Render the data from its first line through the line containing "[0,92,600,146]", both included, as a numbered list that omits blank lines. Include no other lines.

### [Given records]
──────────
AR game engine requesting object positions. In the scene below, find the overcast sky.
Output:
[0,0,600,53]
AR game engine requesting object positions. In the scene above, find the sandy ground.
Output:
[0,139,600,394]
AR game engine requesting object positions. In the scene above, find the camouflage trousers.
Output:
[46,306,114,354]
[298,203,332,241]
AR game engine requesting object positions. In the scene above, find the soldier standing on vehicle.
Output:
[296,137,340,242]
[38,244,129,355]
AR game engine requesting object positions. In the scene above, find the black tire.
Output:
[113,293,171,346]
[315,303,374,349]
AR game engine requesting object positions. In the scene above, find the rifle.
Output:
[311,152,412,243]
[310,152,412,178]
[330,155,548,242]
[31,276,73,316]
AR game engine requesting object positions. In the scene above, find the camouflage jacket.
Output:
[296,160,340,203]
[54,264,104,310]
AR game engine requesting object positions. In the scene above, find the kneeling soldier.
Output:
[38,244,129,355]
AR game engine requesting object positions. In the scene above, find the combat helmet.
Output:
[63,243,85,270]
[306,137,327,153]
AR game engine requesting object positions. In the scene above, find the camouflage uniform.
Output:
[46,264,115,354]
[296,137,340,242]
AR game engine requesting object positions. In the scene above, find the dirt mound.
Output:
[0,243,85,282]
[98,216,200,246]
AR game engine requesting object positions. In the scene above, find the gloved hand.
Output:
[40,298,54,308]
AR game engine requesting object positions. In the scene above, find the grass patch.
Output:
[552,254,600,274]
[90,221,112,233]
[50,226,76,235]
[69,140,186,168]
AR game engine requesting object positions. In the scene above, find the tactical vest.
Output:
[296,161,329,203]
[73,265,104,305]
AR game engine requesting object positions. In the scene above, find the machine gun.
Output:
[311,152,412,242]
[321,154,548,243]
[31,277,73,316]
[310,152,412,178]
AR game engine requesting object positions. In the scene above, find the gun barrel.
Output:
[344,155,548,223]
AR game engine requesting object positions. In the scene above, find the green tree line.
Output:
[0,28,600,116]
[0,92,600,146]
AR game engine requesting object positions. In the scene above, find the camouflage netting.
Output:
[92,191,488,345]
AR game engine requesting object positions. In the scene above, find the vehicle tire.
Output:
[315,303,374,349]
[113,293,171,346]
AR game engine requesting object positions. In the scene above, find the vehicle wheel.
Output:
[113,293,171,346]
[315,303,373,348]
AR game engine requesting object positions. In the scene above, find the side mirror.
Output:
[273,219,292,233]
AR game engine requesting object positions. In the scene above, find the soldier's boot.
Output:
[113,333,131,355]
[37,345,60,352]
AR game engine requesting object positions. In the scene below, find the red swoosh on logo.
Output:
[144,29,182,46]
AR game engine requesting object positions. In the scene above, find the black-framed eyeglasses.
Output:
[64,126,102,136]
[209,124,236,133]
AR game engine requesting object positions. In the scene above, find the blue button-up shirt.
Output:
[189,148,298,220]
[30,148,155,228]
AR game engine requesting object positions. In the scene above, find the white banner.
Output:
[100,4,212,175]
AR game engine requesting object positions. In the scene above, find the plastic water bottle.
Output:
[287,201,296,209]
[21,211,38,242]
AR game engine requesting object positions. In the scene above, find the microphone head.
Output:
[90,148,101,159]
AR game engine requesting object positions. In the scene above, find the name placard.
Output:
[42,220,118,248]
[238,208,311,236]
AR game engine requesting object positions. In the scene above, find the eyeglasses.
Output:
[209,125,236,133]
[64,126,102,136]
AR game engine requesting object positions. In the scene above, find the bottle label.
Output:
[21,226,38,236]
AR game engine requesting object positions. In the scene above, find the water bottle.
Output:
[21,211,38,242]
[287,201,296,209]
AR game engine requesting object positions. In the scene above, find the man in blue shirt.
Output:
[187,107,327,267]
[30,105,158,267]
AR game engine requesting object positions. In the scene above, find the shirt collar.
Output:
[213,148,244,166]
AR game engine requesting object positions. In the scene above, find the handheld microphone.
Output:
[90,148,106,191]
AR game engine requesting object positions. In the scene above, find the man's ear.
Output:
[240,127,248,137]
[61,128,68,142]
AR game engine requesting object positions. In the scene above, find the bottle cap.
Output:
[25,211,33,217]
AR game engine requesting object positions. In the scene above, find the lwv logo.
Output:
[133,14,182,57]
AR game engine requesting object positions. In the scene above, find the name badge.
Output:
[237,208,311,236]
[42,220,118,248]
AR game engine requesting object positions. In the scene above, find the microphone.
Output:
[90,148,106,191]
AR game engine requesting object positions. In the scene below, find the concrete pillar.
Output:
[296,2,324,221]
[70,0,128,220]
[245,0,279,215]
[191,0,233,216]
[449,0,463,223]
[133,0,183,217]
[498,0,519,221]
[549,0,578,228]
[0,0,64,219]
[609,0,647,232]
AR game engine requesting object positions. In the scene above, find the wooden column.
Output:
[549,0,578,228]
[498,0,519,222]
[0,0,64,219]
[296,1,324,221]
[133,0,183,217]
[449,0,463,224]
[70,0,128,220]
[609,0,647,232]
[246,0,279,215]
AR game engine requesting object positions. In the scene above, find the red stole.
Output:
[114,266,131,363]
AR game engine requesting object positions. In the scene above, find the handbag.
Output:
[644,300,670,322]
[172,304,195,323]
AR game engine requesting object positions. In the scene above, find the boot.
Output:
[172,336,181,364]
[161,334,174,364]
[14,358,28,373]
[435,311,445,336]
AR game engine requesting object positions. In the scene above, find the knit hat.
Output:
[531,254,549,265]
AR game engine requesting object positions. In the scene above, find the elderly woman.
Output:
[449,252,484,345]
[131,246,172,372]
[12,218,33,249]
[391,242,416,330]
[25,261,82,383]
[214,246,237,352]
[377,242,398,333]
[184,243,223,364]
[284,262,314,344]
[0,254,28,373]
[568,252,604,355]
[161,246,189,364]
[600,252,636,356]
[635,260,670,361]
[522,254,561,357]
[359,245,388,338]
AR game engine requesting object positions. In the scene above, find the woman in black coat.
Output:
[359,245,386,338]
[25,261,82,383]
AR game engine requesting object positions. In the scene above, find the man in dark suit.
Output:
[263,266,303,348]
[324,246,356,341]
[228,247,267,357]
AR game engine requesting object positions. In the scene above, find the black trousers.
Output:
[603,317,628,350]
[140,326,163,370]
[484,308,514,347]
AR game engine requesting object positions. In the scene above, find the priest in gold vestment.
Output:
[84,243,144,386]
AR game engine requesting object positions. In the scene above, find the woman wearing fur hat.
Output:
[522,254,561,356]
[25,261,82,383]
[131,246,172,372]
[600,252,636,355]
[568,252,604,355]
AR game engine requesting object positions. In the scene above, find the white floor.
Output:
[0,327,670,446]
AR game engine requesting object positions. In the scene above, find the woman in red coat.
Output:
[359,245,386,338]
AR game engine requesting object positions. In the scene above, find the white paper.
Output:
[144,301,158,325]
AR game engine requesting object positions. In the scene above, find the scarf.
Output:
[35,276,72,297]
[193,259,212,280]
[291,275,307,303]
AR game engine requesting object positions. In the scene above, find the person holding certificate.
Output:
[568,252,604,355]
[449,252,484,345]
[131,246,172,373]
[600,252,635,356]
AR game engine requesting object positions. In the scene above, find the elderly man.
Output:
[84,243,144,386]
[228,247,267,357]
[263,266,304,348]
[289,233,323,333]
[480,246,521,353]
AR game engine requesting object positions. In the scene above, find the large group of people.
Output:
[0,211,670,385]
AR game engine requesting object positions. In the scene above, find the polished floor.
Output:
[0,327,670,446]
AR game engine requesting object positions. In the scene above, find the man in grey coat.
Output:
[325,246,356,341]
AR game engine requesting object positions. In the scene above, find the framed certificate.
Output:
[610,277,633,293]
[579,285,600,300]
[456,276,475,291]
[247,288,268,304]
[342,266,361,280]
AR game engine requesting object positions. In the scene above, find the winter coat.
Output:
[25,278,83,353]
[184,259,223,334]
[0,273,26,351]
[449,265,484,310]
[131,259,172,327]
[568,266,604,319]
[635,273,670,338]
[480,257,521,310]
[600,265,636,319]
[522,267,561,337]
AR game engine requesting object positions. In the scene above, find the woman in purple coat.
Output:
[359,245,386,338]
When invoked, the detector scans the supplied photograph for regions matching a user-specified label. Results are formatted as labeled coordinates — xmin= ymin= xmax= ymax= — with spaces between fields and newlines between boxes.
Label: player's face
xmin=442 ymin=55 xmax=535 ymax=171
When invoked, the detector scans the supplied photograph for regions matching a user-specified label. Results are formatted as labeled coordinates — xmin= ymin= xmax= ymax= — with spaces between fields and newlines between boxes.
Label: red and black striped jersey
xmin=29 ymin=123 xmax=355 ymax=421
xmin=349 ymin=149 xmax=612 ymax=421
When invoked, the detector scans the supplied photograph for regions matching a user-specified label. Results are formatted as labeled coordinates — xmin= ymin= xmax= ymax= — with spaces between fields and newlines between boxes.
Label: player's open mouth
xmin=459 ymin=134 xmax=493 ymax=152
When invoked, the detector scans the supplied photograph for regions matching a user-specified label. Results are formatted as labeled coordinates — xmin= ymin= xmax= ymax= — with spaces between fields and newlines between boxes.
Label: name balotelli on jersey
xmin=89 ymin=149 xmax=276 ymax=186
──────────
### [Worked answer]
1. AR game engine requesting object positions. In the scene below, find the overcast sky.
2. Output:
3. [0,0,600,53]
4. AR game engine requesting object positions. In the scene above, find the sandy ground.
5. Output:
6. [0,139,600,394]
7. AR game engine requesting object positions. In the scene above, find the camouflage trousers.
8. Output:
9. [46,306,114,354]
10. [298,203,332,241]
11. AR game engine requesting object positions. In the scene above, find the soldier standing on vehicle.
12. Output:
13. [296,137,340,242]
14. [38,244,129,355]
15. AR game engine requesting object positions. In the scene above, find the black tire.
16. Output:
17. [113,293,171,346]
18. [315,303,374,349]
19. AR game engine requesting object positions. In the scene above, find the rifle.
20. Output:
21. [311,152,412,243]
22. [310,152,412,178]
23. [330,155,548,242]
24. [31,276,73,316]
25. AR game engine requesting object positions. In the scene above, find the camouflage jacket.
26. Output:
27. [296,160,340,203]
28. [54,264,104,310]
29. AR game engine requesting object positions. In the scene above, find the kneeling soldier.
30. Output:
31. [38,244,129,355]
32. AR game engine requesting object positions. In the scene above, find the combat helmet.
33. Output:
34. [63,243,85,270]
35. [306,137,327,153]
36. AR game engine requesting object positions. In the scene above, find the camouflage uniform.
37. Output:
38. [46,264,115,354]
39. [296,137,340,242]
40. AR game engine requesting object positions. In the scene above, find the dirt mound.
41. Output:
42. [0,243,85,282]
43. [98,216,200,246]
44. AR game engine requesting object positions. In the scene above, find the gloved hand.
45. Output:
46. [40,298,54,308]
47. AR game engine requesting object positions. In the scene above, find the grass patch.
48. Output:
49. [552,254,600,274]
50. [90,221,112,233]
51. [50,226,76,235]
52. [69,140,186,168]
53. AR game engine requesting object positions. In the scene above, find the tactical vest.
54. Output:
55. [296,161,329,203]
56. [73,265,104,305]
57. AR game engine requesting object positions. In the scene above, find the machine gun.
58. Output:
59. [311,152,412,242]
60. [321,154,548,243]
61. [31,277,73,316]
62. [310,152,412,178]
63. AR game engine requesting object positions. In the scene above, find the gun barrel.
64. Output:
65. [344,155,548,223]
66. AR game engine requesting object positions. In the scene above, find the green tree line.
67. Output:
68. [0,28,600,116]
69. [0,92,600,146]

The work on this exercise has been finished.